- **Stated exercise**:
Give every line of the entries below as a Markdown table with the columns "Row" and "Line". Number the rows in order, and leave out blank lines.

Region labeling entries:
BEGIN

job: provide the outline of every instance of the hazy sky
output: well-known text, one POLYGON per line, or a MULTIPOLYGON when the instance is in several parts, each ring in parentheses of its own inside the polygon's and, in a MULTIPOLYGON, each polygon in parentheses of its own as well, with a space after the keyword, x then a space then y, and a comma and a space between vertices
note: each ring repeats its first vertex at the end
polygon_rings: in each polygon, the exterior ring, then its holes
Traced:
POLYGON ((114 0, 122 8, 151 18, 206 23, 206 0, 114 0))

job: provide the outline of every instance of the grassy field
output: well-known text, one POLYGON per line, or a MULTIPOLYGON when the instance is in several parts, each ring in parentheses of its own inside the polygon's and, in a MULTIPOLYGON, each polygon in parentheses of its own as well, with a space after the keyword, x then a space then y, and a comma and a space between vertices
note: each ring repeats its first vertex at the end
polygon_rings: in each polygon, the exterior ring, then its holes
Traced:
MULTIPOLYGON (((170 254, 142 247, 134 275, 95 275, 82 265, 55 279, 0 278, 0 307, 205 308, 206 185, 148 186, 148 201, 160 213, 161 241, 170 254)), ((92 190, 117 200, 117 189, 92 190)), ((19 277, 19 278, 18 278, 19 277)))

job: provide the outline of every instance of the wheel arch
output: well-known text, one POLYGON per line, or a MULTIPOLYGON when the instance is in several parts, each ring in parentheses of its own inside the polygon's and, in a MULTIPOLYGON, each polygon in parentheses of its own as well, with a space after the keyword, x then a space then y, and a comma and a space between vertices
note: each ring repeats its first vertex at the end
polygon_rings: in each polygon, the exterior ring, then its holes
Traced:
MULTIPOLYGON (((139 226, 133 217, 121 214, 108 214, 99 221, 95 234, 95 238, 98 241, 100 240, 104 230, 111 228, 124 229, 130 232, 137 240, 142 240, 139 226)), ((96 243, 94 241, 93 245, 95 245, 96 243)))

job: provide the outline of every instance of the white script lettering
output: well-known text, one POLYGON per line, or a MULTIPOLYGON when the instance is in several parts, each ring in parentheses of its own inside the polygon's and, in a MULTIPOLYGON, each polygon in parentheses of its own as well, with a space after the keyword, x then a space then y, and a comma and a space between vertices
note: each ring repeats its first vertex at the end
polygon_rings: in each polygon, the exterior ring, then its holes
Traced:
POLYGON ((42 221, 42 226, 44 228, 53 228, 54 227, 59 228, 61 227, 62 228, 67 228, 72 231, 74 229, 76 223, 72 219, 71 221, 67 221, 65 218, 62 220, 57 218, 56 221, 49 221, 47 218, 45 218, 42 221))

END

- **Task response**:
| Row | Line |
|---|---|
| 1 | job: provide the outline of every instance of the hazy sky |
| 2 | output: well-known text, one POLYGON per line, or a MULTIPOLYGON when the instance is in several parts, each ring in parentheses of its own inside the polygon's and, in a MULTIPOLYGON, each polygon in parentheses of its own as well, with a space after the keyword, x then a space then y, and a comma and a space between vertices |
| 3 | note: each ring repeats its first vertex at the end |
| 4 | polygon_rings: in each polygon, the exterior ring, then its holes |
| 5 | Traced: |
| 6 | POLYGON ((114 0, 122 8, 151 18, 206 23, 206 0, 114 0)) |
| 7 | job: provide the outline of every instance of the grassy field |
| 8 | output: well-known text, one POLYGON per line, or a MULTIPOLYGON when the instance is in several parts, each ring in parentheses of its own inside the polygon's and, in a MULTIPOLYGON, each polygon in parentheses of its own as well, with a space after the keyword, x then a space then y, and a comma and a space between vertices |
| 9 | note: each ring repeats its first vertex at the end |
| 10 | polygon_rings: in each polygon, the exterior ring, then its holes |
| 11 | Traced: |
| 12 | MULTIPOLYGON (((170 254, 142 247, 134 275, 95 275, 82 265, 55 279, 0 278, 0 307, 205 308, 206 185, 148 186, 148 201, 160 213, 161 241, 170 254)), ((92 190, 117 200, 117 189, 92 190)), ((19 277, 19 278, 18 278, 19 277))) |
| 13 | job: provide the outline of every instance of the wheel arch |
| 14 | output: well-known text, one POLYGON per line, or a MULTIPOLYGON when the instance is in several parts, each ring in parentheses of its own inside the polygon's and, in a MULTIPOLYGON, each polygon in parentheses of its own as well, with a space after the keyword, x then a space then y, and a comma and a space between vertices |
| 15 | note: each ring repeats its first vertex at the end |
| 16 | polygon_rings: in each polygon, the exterior ring, then its holes |
| 17 | Traced: |
| 18 | MULTIPOLYGON (((139 226, 133 217, 121 214, 108 214, 99 221, 95 234, 95 238, 98 241, 100 240, 104 230, 111 228, 124 229, 130 232, 137 240, 142 240, 139 226)), ((96 243, 94 241, 93 245, 95 245, 96 243))) |
| 19 | job: provide the outline of every instance of the white script lettering |
| 20 | output: well-known text, one POLYGON per line, or a MULTIPOLYGON when the instance is in several parts, each ring in parentheses of its own inside the polygon's and, in a MULTIPOLYGON, each polygon in parentheses of its own as well, with a space after the keyword, x then a space then y, and a comma and a space between vertices |
| 21 | note: each ring repeats its first vertex at the end |
| 22 | polygon_rings: in each polygon, the exterior ring, then its holes |
| 23 | Traced: |
| 24 | POLYGON ((42 221, 42 226, 44 228, 53 228, 54 227, 59 228, 61 227, 62 228, 67 228, 72 231, 74 229, 76 223, 72 219, 71 221, 67 221, 65 218, 62 220, 57 218, 56 221, 49 221, 47 218, 45 218, 42 221)) |